_Excerto selecionado_
- - - - - - -
Nietzsche, o homem do bigode que desafiava gravidade, anunciou a morte de Deus como quem anuncia que o último pastel de leitão acabou. Tragédia? Talvez. Mas também oportunidade: no vácuo divino, surgiria o *Übermensch*, um ser capaz de dançar sobre os escombros da moralidade antiga. Só que, em vez de um iluminado, o que veio foi o Super-homem de Hollywood: Christopher Reeve a voar com a graça de um peru em êxtase e Hackman, de fato branco imaculado, a rir-se do caos como um avô malicioso.
A nossa cultura, essa mestra na arte de desconfiar até da sombra, reagiu como sempre: “Super-homem? Óptimo. Que venha cá abaixo pagar a renda da casa e explicar a linha de Sintra”. Até Fernando, na sua tabacaria existencial, teria suspirado: “O herói é sempre o outro, o que não tem de aturar filas no multibanco”. E não faltou quem, entre um gole de ginjinha, lembrasse que o verdadeiro super-homem português foi talvez o Salazar, que prometeu riqueza e deu… silêncio.
Eis Hitler, o Super-homem que Preferia Botas a asas!
Aqui, caro leitor, a comédia torna-se um pesadelo. Nietzsche sonhava com criadores de valores; Hitler sonhava com impérios. O führer agarrou o *Übermensch* como um ‘influencer’ e agarra um #hashtag — distorcido, simplificado, transformado em arma. De repente, o “superior” não era quem criava, mas quem destruía. O filósofo, que já padecia de saúde frágil, deve ter revirado no túmulo: “Mein Gott, não era isto que eu queria!”.
- - - - - - -
_Tarefas escritas_
a: Pode reproduzir, do excerto sobre Nietzsche, a passagem que abre com as palavras que contêm “Nietzsche, o homem” e fecha com “um avô malicioso.”?
b: Pode dar seguimento ao excerto sobre Nietzsche a partir do ponto em que ele termina?
Os itens apresentados a seguir não têm qualquer papel nisto.

_Itens apresentados_
- - - - - - -
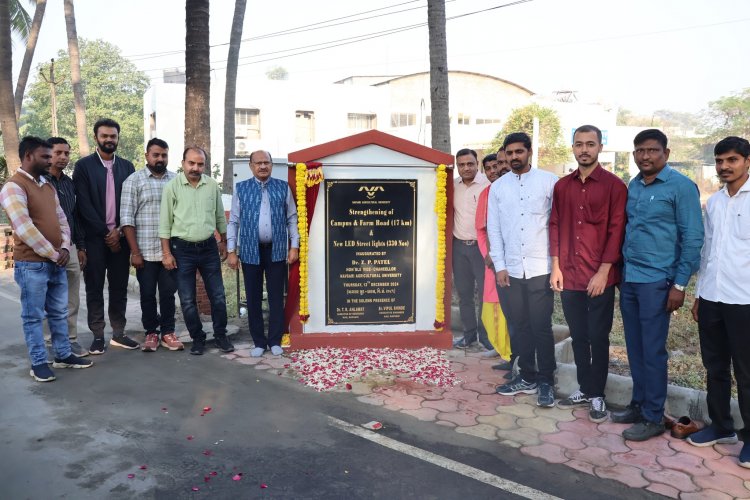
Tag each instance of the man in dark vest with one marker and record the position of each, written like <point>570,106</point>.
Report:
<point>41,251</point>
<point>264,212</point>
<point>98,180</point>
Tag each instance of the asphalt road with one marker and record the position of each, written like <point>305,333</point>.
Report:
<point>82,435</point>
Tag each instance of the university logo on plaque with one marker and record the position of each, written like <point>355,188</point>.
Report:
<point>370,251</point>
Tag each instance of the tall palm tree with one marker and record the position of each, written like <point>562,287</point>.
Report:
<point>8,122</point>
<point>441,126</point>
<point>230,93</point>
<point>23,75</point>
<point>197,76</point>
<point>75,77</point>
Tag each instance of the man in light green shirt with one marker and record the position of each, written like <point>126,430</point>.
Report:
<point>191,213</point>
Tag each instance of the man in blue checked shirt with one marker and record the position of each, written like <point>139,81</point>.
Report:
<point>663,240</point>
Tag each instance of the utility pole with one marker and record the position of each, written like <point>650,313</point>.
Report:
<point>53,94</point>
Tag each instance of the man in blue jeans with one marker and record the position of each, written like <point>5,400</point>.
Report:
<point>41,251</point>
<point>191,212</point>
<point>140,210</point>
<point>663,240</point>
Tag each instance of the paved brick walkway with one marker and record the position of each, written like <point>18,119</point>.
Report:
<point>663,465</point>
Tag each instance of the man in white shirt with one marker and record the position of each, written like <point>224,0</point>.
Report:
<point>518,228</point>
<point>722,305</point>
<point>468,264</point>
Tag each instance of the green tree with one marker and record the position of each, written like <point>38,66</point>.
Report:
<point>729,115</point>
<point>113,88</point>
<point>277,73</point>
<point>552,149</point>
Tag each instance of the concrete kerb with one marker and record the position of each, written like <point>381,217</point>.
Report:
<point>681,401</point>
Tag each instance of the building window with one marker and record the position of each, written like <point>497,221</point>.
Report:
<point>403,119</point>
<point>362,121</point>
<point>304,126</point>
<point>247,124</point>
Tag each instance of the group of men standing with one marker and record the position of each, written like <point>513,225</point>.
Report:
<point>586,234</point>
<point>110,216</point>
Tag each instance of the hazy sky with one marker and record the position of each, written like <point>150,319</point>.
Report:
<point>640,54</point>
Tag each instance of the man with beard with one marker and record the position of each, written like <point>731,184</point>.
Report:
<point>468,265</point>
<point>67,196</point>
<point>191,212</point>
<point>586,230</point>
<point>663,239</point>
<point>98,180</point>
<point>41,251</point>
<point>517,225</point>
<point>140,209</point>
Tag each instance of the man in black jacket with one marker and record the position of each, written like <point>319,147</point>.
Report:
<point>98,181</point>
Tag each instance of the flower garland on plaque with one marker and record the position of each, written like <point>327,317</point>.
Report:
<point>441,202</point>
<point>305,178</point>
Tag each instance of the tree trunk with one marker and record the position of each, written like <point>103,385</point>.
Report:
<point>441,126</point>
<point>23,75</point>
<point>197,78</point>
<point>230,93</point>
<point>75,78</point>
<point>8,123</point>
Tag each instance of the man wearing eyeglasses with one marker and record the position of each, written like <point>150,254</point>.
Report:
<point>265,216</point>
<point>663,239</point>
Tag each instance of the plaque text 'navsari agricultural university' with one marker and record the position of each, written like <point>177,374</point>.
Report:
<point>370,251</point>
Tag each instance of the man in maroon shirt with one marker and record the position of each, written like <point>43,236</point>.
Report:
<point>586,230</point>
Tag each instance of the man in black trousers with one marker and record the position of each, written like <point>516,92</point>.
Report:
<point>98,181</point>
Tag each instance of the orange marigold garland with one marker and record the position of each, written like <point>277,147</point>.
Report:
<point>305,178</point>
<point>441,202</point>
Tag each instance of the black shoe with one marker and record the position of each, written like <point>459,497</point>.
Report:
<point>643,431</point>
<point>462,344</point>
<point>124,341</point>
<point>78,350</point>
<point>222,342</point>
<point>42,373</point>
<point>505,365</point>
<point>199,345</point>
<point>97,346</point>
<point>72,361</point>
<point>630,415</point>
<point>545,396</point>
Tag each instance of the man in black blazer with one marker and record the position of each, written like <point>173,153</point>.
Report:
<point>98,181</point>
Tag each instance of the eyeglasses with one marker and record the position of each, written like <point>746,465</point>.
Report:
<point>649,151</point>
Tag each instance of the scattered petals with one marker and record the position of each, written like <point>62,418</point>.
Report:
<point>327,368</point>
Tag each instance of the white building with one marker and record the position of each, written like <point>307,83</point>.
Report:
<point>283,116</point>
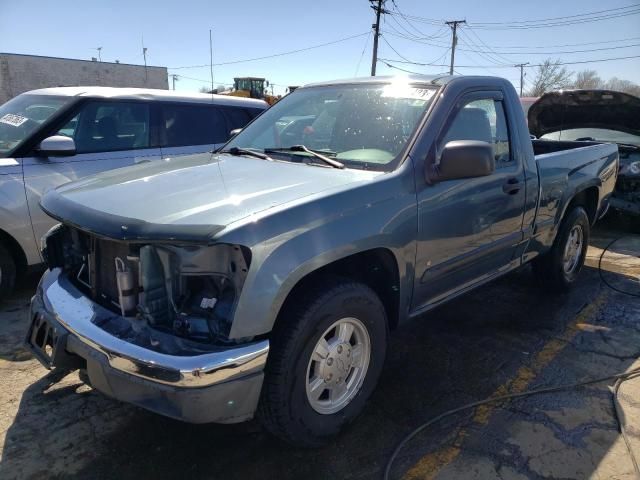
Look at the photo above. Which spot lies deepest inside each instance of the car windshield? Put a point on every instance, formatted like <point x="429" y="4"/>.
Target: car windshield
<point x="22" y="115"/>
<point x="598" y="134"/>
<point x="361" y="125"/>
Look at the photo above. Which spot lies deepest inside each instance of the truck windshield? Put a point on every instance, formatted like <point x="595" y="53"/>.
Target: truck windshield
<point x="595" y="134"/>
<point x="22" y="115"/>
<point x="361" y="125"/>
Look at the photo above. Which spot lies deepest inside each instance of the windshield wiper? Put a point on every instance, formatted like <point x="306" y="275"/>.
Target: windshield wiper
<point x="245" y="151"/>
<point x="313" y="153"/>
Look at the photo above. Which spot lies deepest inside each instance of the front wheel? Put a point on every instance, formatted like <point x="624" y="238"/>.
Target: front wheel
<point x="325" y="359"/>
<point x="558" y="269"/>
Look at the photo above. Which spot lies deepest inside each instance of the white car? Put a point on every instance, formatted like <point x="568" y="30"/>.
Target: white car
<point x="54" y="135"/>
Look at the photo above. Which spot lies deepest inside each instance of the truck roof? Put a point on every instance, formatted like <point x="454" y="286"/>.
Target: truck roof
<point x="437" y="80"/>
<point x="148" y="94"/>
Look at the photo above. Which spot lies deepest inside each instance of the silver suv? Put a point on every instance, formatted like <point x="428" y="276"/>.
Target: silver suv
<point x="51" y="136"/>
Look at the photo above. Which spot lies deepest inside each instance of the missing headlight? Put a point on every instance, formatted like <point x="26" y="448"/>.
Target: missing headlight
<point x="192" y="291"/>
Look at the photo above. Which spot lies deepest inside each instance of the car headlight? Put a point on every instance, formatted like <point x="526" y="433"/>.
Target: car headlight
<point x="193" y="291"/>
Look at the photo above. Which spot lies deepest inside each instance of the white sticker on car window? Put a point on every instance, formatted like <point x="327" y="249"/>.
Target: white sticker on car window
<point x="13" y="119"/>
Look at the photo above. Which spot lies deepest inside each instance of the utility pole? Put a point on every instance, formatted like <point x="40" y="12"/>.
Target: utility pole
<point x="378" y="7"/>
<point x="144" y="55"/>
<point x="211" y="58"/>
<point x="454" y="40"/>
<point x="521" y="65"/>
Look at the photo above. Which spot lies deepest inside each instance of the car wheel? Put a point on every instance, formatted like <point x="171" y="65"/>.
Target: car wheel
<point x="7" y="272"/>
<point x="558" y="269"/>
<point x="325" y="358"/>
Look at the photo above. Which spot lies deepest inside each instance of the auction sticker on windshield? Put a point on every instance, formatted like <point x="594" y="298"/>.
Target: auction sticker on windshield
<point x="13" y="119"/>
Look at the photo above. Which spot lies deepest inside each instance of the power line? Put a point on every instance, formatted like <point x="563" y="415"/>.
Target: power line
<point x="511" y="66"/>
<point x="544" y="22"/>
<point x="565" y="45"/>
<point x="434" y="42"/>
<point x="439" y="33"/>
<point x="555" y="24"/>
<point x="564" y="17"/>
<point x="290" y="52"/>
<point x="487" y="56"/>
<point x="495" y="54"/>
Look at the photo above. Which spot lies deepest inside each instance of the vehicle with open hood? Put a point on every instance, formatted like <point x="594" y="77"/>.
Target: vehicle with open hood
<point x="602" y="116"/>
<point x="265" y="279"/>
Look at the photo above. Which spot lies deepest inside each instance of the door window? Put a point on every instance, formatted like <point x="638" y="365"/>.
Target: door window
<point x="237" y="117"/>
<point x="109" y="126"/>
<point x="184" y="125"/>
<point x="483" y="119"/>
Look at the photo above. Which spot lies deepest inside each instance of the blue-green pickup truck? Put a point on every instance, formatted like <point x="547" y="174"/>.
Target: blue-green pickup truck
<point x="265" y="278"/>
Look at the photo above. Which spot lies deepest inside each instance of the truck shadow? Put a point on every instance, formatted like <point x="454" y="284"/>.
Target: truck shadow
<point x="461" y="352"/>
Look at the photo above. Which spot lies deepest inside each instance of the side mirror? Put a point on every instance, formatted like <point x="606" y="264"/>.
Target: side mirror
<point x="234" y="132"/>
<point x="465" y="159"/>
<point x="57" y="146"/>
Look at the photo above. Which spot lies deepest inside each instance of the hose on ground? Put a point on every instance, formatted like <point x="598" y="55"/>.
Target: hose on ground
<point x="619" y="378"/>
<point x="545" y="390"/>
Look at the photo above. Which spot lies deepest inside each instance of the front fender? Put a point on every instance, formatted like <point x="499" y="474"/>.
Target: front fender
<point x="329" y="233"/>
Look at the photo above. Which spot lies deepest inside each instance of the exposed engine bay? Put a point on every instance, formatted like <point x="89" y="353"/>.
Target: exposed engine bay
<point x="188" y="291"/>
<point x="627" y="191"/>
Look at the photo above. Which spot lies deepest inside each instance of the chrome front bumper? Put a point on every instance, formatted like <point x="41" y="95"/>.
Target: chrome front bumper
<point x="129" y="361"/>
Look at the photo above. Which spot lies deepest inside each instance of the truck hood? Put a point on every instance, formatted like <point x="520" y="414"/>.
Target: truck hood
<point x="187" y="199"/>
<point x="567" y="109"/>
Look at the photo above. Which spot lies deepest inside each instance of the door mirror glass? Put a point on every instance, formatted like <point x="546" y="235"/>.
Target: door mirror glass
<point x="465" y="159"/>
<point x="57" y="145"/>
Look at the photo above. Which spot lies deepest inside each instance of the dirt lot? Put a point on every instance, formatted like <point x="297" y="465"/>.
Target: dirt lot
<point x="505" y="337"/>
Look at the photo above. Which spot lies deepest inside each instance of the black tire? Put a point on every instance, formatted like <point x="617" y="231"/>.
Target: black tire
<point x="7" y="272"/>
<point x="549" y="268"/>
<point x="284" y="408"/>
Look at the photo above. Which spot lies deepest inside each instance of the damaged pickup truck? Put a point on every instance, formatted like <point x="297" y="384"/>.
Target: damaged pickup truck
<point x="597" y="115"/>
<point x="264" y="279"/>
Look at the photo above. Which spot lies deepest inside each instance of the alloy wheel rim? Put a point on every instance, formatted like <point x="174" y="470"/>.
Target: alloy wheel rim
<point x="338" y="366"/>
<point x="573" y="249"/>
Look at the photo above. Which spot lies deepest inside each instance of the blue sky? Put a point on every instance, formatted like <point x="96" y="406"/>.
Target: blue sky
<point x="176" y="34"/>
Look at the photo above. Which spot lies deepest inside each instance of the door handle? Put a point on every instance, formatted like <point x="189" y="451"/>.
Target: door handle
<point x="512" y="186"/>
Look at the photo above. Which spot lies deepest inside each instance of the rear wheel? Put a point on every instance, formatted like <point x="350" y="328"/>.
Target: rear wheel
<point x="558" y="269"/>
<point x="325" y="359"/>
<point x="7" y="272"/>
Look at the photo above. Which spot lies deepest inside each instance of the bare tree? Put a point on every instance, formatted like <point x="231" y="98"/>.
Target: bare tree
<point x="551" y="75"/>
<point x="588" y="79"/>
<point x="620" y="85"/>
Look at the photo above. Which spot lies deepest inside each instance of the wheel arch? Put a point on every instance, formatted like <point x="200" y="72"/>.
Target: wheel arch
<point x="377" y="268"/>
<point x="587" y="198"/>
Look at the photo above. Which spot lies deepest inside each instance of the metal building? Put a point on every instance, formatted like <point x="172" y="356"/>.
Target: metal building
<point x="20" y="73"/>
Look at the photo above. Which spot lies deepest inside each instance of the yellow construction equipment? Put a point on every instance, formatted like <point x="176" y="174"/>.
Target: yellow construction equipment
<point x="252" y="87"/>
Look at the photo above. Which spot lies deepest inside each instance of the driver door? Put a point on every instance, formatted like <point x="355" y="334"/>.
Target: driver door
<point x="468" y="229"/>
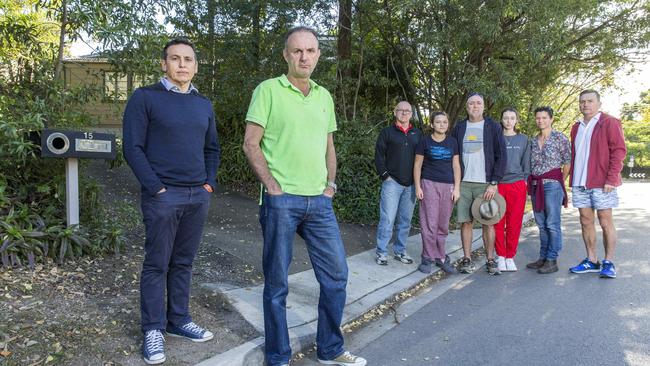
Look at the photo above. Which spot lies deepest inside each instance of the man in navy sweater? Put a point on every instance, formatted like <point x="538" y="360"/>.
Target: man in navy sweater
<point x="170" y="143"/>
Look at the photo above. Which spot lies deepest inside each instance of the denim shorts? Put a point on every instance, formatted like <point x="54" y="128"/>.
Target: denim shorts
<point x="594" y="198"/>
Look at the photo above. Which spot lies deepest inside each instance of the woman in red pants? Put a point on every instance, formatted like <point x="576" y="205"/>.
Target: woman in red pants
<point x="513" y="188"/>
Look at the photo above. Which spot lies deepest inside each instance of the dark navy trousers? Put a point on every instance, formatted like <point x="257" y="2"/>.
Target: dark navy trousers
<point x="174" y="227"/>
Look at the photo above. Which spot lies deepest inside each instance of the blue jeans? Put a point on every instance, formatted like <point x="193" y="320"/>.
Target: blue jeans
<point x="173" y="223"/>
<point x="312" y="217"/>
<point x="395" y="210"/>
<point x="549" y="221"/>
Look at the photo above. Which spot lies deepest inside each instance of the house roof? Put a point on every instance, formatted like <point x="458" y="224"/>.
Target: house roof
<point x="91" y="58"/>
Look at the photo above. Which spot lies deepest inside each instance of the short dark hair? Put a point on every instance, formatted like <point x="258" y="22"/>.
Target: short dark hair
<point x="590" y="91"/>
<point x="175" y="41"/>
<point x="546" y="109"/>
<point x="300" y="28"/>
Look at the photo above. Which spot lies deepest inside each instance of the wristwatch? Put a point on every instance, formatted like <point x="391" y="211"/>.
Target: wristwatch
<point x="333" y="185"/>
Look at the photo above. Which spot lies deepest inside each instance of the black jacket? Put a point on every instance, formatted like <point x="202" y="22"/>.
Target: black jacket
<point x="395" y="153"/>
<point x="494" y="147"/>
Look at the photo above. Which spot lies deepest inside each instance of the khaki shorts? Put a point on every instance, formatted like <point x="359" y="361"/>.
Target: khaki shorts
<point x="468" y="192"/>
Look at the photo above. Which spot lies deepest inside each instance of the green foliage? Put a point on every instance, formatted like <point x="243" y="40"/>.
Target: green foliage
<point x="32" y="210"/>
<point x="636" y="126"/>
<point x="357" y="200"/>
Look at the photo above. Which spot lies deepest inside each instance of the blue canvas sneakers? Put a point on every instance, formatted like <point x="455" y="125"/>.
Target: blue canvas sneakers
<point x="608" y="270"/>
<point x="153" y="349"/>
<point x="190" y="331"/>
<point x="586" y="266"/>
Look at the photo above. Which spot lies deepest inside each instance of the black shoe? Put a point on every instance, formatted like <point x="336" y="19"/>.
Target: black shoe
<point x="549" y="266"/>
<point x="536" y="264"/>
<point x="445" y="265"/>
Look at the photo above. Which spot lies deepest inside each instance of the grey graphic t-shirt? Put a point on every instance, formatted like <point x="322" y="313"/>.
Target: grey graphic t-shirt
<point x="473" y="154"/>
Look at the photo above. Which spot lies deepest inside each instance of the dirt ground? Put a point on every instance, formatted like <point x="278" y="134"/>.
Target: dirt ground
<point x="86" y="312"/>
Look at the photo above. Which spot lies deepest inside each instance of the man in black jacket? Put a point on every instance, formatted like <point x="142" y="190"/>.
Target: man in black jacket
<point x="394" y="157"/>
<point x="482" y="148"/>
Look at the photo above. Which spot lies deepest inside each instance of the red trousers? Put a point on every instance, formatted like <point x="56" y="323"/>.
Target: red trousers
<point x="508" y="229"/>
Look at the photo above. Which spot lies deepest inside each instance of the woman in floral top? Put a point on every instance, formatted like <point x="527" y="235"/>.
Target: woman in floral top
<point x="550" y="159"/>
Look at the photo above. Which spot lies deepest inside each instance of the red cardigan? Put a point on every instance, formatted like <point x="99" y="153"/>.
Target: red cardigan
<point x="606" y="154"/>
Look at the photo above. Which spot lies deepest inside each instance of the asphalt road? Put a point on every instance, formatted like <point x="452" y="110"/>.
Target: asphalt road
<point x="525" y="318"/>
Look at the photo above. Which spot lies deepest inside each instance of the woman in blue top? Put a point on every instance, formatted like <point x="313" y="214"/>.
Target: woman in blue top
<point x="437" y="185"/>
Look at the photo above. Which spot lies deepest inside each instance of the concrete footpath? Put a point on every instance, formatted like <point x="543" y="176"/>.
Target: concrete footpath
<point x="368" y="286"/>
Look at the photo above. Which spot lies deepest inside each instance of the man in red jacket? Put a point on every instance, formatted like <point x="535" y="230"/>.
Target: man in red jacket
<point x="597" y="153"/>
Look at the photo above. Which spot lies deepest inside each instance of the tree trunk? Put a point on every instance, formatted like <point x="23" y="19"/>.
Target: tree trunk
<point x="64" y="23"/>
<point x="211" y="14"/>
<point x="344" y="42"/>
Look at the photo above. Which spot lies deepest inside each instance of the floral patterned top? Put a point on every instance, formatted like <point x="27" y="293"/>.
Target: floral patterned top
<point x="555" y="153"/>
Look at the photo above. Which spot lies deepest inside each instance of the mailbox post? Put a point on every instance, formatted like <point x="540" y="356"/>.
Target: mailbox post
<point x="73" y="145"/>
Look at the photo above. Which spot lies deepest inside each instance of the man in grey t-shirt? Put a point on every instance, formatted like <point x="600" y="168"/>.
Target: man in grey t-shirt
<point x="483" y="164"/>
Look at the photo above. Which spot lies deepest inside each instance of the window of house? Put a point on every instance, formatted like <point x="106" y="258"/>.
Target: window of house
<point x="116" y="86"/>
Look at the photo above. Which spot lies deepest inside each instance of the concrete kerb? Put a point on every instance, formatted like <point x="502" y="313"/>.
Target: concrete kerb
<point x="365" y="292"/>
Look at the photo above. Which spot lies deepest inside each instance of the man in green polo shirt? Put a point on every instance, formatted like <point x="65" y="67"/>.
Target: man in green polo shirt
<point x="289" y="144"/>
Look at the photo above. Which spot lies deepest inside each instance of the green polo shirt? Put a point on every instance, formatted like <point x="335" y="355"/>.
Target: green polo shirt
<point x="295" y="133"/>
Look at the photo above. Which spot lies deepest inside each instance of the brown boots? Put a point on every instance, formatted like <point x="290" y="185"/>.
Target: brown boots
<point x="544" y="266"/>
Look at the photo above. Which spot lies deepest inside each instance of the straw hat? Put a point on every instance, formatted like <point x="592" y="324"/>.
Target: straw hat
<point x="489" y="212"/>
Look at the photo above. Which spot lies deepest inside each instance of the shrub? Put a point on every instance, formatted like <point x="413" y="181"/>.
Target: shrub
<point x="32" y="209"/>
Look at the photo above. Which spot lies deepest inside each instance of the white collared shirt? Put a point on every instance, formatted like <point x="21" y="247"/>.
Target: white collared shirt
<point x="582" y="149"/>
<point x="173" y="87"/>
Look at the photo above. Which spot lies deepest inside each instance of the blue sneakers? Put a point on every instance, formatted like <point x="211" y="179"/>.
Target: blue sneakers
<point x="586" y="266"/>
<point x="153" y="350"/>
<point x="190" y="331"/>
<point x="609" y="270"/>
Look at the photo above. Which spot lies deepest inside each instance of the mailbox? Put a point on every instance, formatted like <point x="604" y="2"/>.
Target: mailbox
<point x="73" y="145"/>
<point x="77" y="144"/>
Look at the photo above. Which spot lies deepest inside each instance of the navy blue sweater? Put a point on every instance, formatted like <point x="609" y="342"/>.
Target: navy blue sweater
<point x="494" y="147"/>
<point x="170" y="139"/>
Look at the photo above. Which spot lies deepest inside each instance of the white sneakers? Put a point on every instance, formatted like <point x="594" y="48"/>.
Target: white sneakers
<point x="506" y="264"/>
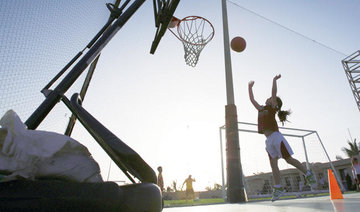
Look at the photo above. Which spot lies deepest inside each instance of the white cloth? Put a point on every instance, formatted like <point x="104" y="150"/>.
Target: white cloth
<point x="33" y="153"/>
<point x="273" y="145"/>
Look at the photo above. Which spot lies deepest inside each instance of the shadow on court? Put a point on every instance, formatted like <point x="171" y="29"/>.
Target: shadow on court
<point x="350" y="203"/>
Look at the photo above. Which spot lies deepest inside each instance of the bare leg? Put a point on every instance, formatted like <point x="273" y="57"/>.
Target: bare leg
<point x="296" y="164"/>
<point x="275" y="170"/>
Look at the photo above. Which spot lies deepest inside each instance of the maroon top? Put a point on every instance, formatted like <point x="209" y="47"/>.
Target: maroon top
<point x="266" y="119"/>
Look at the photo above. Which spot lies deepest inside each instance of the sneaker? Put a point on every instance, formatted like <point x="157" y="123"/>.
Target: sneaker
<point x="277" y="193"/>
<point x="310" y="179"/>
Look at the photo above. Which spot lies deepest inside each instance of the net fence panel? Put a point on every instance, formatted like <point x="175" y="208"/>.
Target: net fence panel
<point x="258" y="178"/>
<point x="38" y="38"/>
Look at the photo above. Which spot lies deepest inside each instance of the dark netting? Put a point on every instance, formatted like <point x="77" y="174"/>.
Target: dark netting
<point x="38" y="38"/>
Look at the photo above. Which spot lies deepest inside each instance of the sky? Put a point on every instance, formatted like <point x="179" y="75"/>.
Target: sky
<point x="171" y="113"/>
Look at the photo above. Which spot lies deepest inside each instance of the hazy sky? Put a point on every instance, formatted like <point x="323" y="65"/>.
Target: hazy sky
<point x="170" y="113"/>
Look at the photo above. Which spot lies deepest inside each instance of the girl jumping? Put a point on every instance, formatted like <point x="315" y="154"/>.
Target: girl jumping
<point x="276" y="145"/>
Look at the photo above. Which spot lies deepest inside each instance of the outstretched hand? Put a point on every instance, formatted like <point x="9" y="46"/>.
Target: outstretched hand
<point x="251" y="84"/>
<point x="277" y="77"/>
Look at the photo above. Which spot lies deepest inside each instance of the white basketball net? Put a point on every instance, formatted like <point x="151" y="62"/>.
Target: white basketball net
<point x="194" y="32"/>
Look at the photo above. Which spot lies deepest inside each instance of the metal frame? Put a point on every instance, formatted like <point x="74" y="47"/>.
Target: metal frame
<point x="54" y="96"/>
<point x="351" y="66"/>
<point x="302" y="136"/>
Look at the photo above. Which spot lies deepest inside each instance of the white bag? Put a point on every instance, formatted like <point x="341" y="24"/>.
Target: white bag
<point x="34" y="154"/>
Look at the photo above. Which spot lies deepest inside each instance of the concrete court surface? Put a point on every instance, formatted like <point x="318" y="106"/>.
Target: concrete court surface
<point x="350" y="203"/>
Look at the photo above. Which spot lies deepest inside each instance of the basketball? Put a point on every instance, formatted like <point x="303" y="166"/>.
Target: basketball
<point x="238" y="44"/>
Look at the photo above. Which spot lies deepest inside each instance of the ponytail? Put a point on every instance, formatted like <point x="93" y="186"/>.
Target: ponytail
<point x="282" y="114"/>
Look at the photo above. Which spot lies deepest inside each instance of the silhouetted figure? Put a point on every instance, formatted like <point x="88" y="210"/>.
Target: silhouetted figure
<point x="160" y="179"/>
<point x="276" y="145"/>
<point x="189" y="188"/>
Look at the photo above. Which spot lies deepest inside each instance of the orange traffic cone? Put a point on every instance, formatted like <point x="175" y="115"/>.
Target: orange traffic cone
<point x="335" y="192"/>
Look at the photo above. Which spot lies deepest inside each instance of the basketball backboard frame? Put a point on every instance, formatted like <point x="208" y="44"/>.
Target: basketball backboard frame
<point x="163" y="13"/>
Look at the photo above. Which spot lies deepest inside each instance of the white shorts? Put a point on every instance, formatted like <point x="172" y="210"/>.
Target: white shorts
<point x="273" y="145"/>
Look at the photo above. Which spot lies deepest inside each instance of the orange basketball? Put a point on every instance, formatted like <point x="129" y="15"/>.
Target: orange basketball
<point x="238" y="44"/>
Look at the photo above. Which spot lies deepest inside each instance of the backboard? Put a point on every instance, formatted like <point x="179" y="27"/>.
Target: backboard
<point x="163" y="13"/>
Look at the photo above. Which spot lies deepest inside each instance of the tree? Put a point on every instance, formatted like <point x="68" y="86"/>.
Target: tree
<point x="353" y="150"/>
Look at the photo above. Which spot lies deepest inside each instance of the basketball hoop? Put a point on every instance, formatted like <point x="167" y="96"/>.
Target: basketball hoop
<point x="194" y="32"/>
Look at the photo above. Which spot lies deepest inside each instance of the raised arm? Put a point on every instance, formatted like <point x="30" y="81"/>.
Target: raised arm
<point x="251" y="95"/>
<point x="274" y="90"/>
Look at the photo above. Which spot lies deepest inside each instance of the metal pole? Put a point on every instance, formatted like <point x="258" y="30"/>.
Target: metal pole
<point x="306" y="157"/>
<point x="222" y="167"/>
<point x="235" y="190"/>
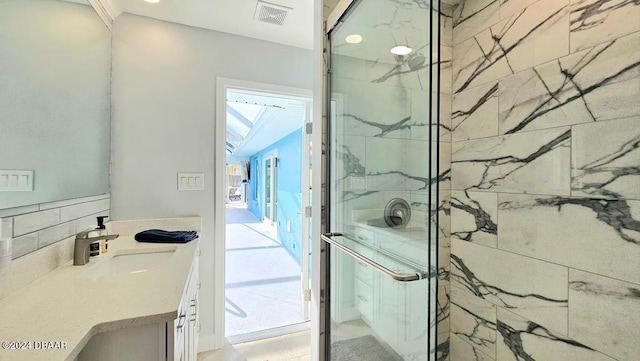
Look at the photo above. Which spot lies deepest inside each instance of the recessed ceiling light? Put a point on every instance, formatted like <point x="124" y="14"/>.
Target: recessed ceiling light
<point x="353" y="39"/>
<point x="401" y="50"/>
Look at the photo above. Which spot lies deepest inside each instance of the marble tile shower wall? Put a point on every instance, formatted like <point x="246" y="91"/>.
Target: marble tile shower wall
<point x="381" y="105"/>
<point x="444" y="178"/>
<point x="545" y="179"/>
- - - - - - -
_As respostas_
a:
Nietzsche, o homem do bigode que desafiava gravidade, anunciou a morte de Deus como quem anuncia que o último pastel de leitão acabou. Tragédia? Talvez. Mas também oportunidade: no vácuo divino, surgiria o *Übermensch*, um ser capaz de dançar sobre os escombros da moralidade antiga. Só que, em vez de um iluminado, o que veio foi o Super-homem de Hollywood: Christopher Reeve a voar com a graça de um peru em êxtase e Hackman, de fato branco imaculado, a rir-se do caos como um avô malicioso.

b:
Enquanto isso, Hackman, como Lex Luthor, dava-nos a versão pop dessa distorção: um vilão que acreditava piamente que roubar terrenos era mais nobre que salvar o mundo, aproveitando-se da nova lei dos Solos. “Se não posso ser herói, serei o pior bairrista de Metrópolis”, diria ele, se falasse português. E nós, pobres espectadores, ríamos como quem ouve uma piada sobre o desemprego: com um nó na garganta. Zeca, inadvertidamente, resumiu a ironia: “Que amor não seja eterno / posto que é chama”. Pois. E que o Super-homem não seja real, posto que é utopia.
A revelação: Nietzsche e Hackman, afinal, eram dois mal-entendidos. O primeiro queria que fôssemos superiores a nós mesmos; o segundo mostrou que até os vilões têm dias maus. E no meio disto tudo, o que sobrou? A humanidade. Sim, essa coisa frágil, cheia de vícios e piadas de mau gosto, que insiste em rir quando devia chorar.
O verdadeiro twist é que o Super-homem nunca existiu — e ainda bem. Porque quem precisa de um salvador em collants quando temos a Dona Celeste, da mercearia, que sabe quem precisa de fiado? Ou o senhor António, que conserta torneiras e ouve desabafos como se fossem sinfonias? Nietzsche diria que são “últimos homens”, nós chamamos-lhes heróis do pão nosso de cada dia.
Logo, um Brinde a Hackman!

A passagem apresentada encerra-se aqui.